# Start of Records for the exercise

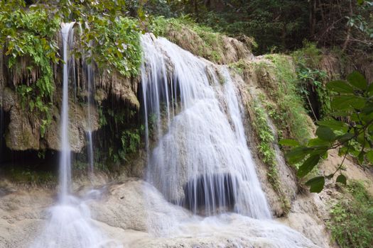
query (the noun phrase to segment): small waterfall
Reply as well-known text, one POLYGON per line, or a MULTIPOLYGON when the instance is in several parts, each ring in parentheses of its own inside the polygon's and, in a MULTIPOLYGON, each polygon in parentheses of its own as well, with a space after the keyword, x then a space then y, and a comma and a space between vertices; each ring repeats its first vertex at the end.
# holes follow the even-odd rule
POLYGON ((92 108, 93 106, 93 97, 94 94, 94 74, 91 64, 85 64, 87 75, 87 154, 88 155, 88 170, 90 173, 94 171, 94 157, 93 154, 92 126, 92 108))
POLYGON ((63 23, 61 29, 63 47, 63 81, 61 109, 61 153, 60 155, 60 201, 65 203, 71 185, 71 150, 69 142, 69 51, 73 39, 75 23, 63 23))
POLYGON ((146 135, 158 138, 147 181, 194 213, 271 218, 227 69, 163 38, 146 34, 141 43, 146 135))
POLYGON ((61 108, 61 152, 60 158, 60 191, 58 204, 50 208, 49 220, 44 230, 31 244, 31 248, 91 248, 122 247, 117 242, 108 239, 94 225, 86 204, 90 195, 82 199, 71 193, 71 152, 69 142, 69 58, 73 42, 75 23, 63 23, 63 81, 61 108))

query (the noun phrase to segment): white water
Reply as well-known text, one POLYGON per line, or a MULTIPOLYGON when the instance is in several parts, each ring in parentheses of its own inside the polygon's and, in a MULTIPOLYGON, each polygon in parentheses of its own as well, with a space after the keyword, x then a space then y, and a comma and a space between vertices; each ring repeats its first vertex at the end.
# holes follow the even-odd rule
POLYGON ((94 154, 93 154, 93 140, 92 140, 92 110, 93 105, 93 94, 94 92, 94 74, 92 64, 86 64, 85 66, 87 74, 87 154, 88 155, 88 171, 90 173, 93 173, 94 171, 94 154))
POLYGON ((146 128, 158 139, 147 181, 194 213, 271 218, 229 73, 165 38, 141 43, 146 128))
POLYGON ((63 23, 61 35, 63 49, 63 81, 61 109, 60 155, 60 202, 66 203, 66 198, 71 185, 71 150, 69 142, 69 53, 70 45, 74 35, 72 27, 75 23, 63 23))
MULTIPOLYGON (((61 109, 61 152, 60 158, 60 191, 58 203, 48 211, 49 220, 32 248, 94 248, 121 247, 108 239, 90 218, 86 201, 71 196, 71 151, 69 142, 69 66, 70 47, 72 44, 75 23, 63 23, 63 81, 61 109)), ((90 193, 88 193, 88 196, 90 193)))

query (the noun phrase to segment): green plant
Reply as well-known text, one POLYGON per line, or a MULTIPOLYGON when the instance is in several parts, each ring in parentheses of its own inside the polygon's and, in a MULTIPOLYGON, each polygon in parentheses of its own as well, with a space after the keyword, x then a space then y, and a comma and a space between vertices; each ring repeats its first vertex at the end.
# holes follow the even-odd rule
POLYGON ((329 116, 331 94, 323 83, 327 73, 318 69, 323 57, 322 51, 315 43, 303 42, 303 47, 291 54, 296 66, 297 88, 305 98, 306 106, 315 120, 329 116), (310 99, 315 92, 315 100, 310 99))
POLYGON ((54 81, 52 63, 57 63, 54 39, 60 19, 50 19, 42 9, 9 11, 11 4, 0 5, 0 43, 5 44, 7 67, 23 108, 38 115, 40 135, 51 122, 50 114, 54 81), (27 104, 26 104, 27 103, 27 104))
POLYGON ((274 118, 276 124, 284 134, 288 133, 288 137, 303 142, 310 137, 310 122, 296 90, 296 73, 291 60, 281 55, 266 55, 265 57, 271 63, 254 63, 254 65, 258 74, 268 73, 275 76, 276 81, 270 81, 271 84, 266 90, 277 106, 277 116, 274 118))
POLYGON ((341 168, 347 154, 356 158, 362 166, 373 164, 373 84, 368 84, 362 74, 354 72, 347 76, 347 81, 333 81, 326 86, 335 93, 331 108, 336 119, 318 121, 317 137, 306 144, 289 140, 280 142, 292 147, 286 154, 289 163, 303 162, 297 172, 301 178, 311 171, 321 159, 328 157, 329 150, 339 149, 343 159, 336 170, 306 183, 311 192, 318 193, 323 190, 325 177, 331 179, 337 172, 337 182, 346 184, 341 168))
POLYGON ((351 181, 342 188, 343 197, 330 210, 328 227, 342 248, 372 247, 373 244, 373 198, 364 184, 351 181))
POLYGON ((268 166, 267 176, 273 188, 279 194, 286 212, 290 209, 283 191, 281 188, 279 171, 276 166, 276 152, 274 148, 275 137, 274 131, 268 124, 267 115, 264 108, 259 101, 254 101, 250 108, 254 113, 252 118, 252 125, 259 139, 258 151, 263 162, 268 166))

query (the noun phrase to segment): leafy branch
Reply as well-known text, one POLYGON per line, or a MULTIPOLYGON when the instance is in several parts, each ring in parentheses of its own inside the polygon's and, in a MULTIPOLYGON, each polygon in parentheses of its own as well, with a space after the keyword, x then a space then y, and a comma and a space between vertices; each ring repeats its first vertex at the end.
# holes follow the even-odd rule
POLYGON ((373 84, 368 84, 362 74, 354 72, 347 81, 337 80, 326 87, 335 92, 331 102, 333 118, 318 121, 317 137, 306 144, 293 140, 282 140, 280 145, 291 147, 286 158, 290 164, 302 163, 297 176, 303 178, 319 163, 328 157, 330 150, 339 149, 343 159, 335 171, 308 180, 306 185, 311 192, 320 192, 325 179, 332 179, 338 171, 336 181, 345 184, 342 167, 347 155, 355 158, 359 164, 373 164, 373 84))

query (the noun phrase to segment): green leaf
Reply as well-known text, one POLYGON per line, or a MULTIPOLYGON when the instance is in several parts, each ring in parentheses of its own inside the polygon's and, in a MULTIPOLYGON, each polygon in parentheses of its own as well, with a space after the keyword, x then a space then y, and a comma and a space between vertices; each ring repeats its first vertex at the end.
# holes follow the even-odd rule
POLYGON ((305 159, 310 152, 310 149, 305 147, 298 147, 292 149, 286 154, 288 162, 291 164, 295 164, 305 159))
POLYGON ((316 137, 315 139, 310 139, 308 140, 308 146, 310 147, 329 147, 330 145, 330 142, 327 140, 321 140, 318 137, 316 137))
POLYGON ((346 185, 347 179, 345 175, 340 174, 337 177, 337 180, 335 181, 337 183, 341 183, 345 185, 346 185))
POLYGON ((279 145, 288 146, 288 147, 297 147, 300 145, 299 142, 294 140, 283 139, 279 142, 279 145))
POLYGON ((352 108, 361 109, 365 106, 367 101, 357 96, 335 96, 331 102, 334 109, 347 110, 352 108))
POLYGON ((354 93, 354 89, 346 81, 342 80, 332 81, 328 83, 326 89, 337 93, 354 93))
POLYGON ((324 188, 325 179, 324 176, 316 176, 308 180, 306 185, 310 186, 310 191, 312 193, 320 193, 324 188))
POLYGON ((298 169, 297 176, 303 177, 307 175, 320 161, 319 155, 310 156, 308 158, 298 169))
POLYGON ((373 164, 373 151, 368 151, 367 152, 367 154, 365 154, 365 157, 367 158, 367 159, 368 159, 368 161, 371 163, 371 164, 373 164))
POLYGON ((354 136, 355 135, 354 135, 353 133, 347 133, 344 134, 343 135, 340 135, 340 136, 337 137, 337 140, 338 140, 341 142, 346 142, 346 141, 347 141, 349 140, 351 140, 354 136))
POLYGON ((328 127, 320 125, 316 130, 316 135, 323 140, 333 141, 335 140, 335 134, 328 127))
POLYGON ((359 89, 365 90, 367 89, 367 80, 365 80, 364 76, 359 72, 355 71, 350 73, 347 76, 347 80, 351 85, 359 89))
POLYGON ((347 130, 347 125, 342 121, 335 120, 319 120, 317 122, 318 125, 323 125, 325 127, 330 128, 333 130, 347 130))

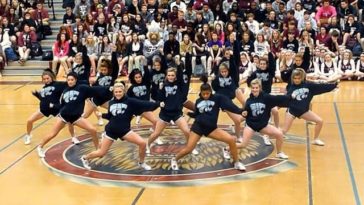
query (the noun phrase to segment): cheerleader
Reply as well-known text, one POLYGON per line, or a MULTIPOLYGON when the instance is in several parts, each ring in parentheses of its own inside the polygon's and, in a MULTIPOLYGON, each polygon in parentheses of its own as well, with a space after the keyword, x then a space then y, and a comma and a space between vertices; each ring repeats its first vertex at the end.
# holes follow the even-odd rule
POLYGON ((71 68, 71 72, 77 74, 78 82, 89 82, 89 77, 91 73, 91 63, 90 58, 87 55, 87 49, 85 46, 82 46, 82 51, 76 53, 74 63, 71 68))
MULTIPOLYGON (((276 62, 272 53, 268 54, 268 60, 266 58, 259 59, 259 67, 253 72, 247 79, 248 86, 251 82, 258 78, 262 83, 262 90, 269 94, 272 91, 273 78, 275 77, 276 62)), ((273 121, 275 126, 279 127, 279 113, 278 108, 273 107, 272 109, 273 121)), ((266 135, 262 136, 266 145, 271 145, 269 137, 266 135)))
MULTIPOLYGON (((177 161, 189 154, 195 148, 203 135, 227 143, 233 156, 234 168, 238 170, 245 170, 245 166, 239 162, 238 159, 235 138, 226 131, 217 127, 220 109, 228 110, 229 112, 237 115, 241 114, 242 110, 225 96, 219 94, 213 95, 212 88, 207 83, 207 80, 207 76, 202 77, 203 84, 200 86, 200 96, 195 103, 195 121, 191 126, 187 145, 177 153, 175 158, 172 158, 171 160, 172 170, 179 169, 177 161)), ((223 153, 225 158, 230 159, 230 153, 225 150, 223 153)))
POLYGON ((282 152, 283 133, 269 124, 272 108, 287 107, 288 96, 273 96, 263 92, 262 83, 259 79, 250 82, 251 94, 245 104, 243 116, 246 117, 246 126, 243 132, 243 141, 237 143, 238 148, 246 147, 255 132, 276 138, 277 155, 281 159, 288 159, 282 152))
POLYGON ((159 56, 153 58, 153 66, 150 71, 150 97, 155 101, 157 101, 159 84, 163 82, 166 77, 166 67, 164 59, 159 56))
MULTIPOLYGON (((150 81, 149 81, 149 70, 144 69, 144 73, 139 69, 134 69, 129 74, 130 87, 127 92, 127 96, 138 100, 149 101, 150 100, 150 81)), ((153 124, 153 130, 157 124, 157 118, 153 112, 143 112, 141 115, 149 122, 153 124)), ((136 124, 140 124, 141 116, 136 117, 136 124)))
POLYGON ((252 68, 249 55, 246 52, 241 52, 239 64, 239 84, 243 84, 251 73, 252 68))
POLYGON ((323 120, 316 113, 312 112, 310 102, 315 95, 330 92, 337 88, 335 84, 313 84, 305 82, 305 71, 303 69, 295 69, 292 72, 291 86, 287 91, 287 95, 291 97, 291 101, 287 108, 286 119, 282 128, 283 133, 287 133, 292 125, 293 120, 298 117, 307 121, 315 122, 314 145, 324 146, 325 143, 320 140, 319 135, 323 125, 323 120))
MULTIPOLYGON (((225 51, 225 54, 228 54, 225 55, 226 57, 224 57, 226 60, 223 60, 223 62, 220 64, 218 74, 212 81, 211 85, 217 94, 224 95, 230 100, 233 100, 236 97, 242 106, 244 106, 245 99, 243 92, 239 88, 238 68, 235 62, 236 59, 239 59, 238 57, 235 57, 236 55, 239 55, 237 48, 238 45, 235 41, 233 52, 234 56, 230 56, 231 51, 229 51, 229 49, 225 51)), ((230 119, 233 120, 235 126, 235 135, 238 139, 240 139, 240 123, 243 121, 243 117, 229 111, 226 113, 230 119)))
POLYGON ((88 170, 91 169, 89 161, 94 158, 105 156, 113 142, 117 139, 136 144, 139 147, 138 165, 144 170, 152 169, 144 162, 147 143, 141 136, 130 129, 130 122, 133 115, 151 112, 158 108, 159 104, 129 98, 125 95, 125 92, 123 83, 115 83, 113 87, 114 98, 109 102, 108 113, 103 114, 103 117, 108 119, 109 123, 105 126, 105 137, 102 138, 101 146, 96 151, 81 157, 83 167, 88 170))
POLYGON ((112 98, 112 92, 110 87, 114 85, 116 78, 118 77, 119 68, 117 61, 116 48, 113 46, 113 53, 111 54, 111 62, 108 59, 103 59, 99 66, 99 72, 97 73, 97 78, 92 83, 92 86, 100 86, 102 93, 97 97, 92 97, 86 101, 85 111, 83 113, 84 118, 88 118, 92 112, 96 112, 98 118, 98 125, 103 125, 102 118, 97 111, 97 107, 101 106, 107 109, 107 102, 112 98))
MULTIPOLYGON (((183 84, 182 66, 177 66, 177 69, 169 68, 166 72, 165 82, 159 85, 157 99, 164 106, 160 110, 159 120, 157 121, 155 130, 149 136, 148 145, 152 145, 170 122, 174 122, 182 130, 186 139, 188 139, 190 129, 186 119, 182 115, 185 95, 180 91, 183 89, 183 84)), ((147 146, 147 154, 149 153, 150 149, 147 146)), ((198 151, 194 150, 193 154, 198 154, 198 151)))
MULTIPOLYGON (((24 144, 28 145, 31 142, 34 122, 49 117, 50 115, 57 116, 59 108, 55 105, 59 103, 59 99, 63 90, 66 88, 66 83, 55 81, 56 76, 50 69, 46 69, 42 73, 43 88, 40 91, 33 91, 32 94, 40 100, 39 110, 33 113, 27 120, 27 134, 24 136, 24 144)), ((70 125, 69 131, 72 136, 72 142, 78 144, 79 141, 75 137, 74 129, 70 125)))
POLYGON ((341 79, 351 80, 355 72, 355 62, 353 60, 353 54, 349 49, 346 49, 343 53, 343 58, 338 63, 338 73, 341 75, 341 79))
POLYGON ((85 100, 97 96, 100 92, 99 87, 89 87, 78 82, 76 73, 67 74, 67 87, 61 96, 60 105, 51 105, 50 107, 61 107, 57 115, 56 122, 48 135, 46 135, 37 147, 38 156, 45 157, 43 147, 57 136, 66 124, 76 125, 87 130, 92 137, 92 141, 97 148, 99 141, 96 136, 96 128, 85 118, 82 117, 85 100))
POLYGON ((360 58, 356 63, 355 76, 358 80, 361 80, 364 77, 364 53, 360 54, 360 58))
POLYGON ((325 54, 324 62, 321 64, 319 74, 320 78, 326 80, 327 82, 332 82, 341 78, 341 75, 337 69, 337 64, 332 58, 330 52, 325 54))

# End of Records for the exercise

◆ Directive ◆
Lay out the lines as a Markdown table with the columns Row and Line, starting with the line containing "query (the noun phrase to segment): green leaf" and going on through the line containing "POLYGON ((324 188, 325", both included, with any blank lines left out. Include only those lines.

◆ Answer for the task ◆
| Row | Line |
|---|---|
| 1 | query (the noun phrase to segment): green leaf |
| 2 | Reply as well-known text, one POLYGON per line, or a MULTIPOLYGON when the instance is in several parts, each ring in parentheses of its own inside the polygon's and, in a MULTIPOLYGON, each polygon in parentheses of its own as well, with a space after the keyword, x then a space then y, and a comma and a space between vertices; each ring repeats its first vertex at the end. |
| 3 | # holes follow the even-odd rule |
| 4 | POLYGON ((305 159, 310 152, 310 149, 305 147, 298 147, 292 149, 286 154, 288 162, 291 164, 295 164, 305 159)) |
| 5 | POLYGON ((316 137, 315 139, 310 139, 308 140, 308 146, 310 147, 329 147, 330 145, 330 142, 327 140, 321 140, 318 137, 316 137)) |
| 6 | POLYGON ((346 185, 347 179, 345 175, 340 174, 337 177, 337 180, 335 181, 337 183, 341 183, 345 185, 346 185)) |
| 7 | POLYGON ((279 145, 288 146, 288 147, 297 147, 300 145, 299 142, 294 140, 283 139, 279 142, 279 145)) |
| 8 | POLYGON ((352 108, 361 109, 365 106, 367 101, 357 96, 335 96, 331 102, 334 109, 347 110, 352 108)) |
| 9 | POLYGON ((354 93, 354 89, 346 81, 342 80, 332 81, 328 83, 326 89, 337 93, 354 93)) |
| 10 | POLYGON ((324 188, 325 179, 324 176, 316 176, 308 180, 306 185, 310 186, 310 191, 312 193, 320 193, 324 188)) |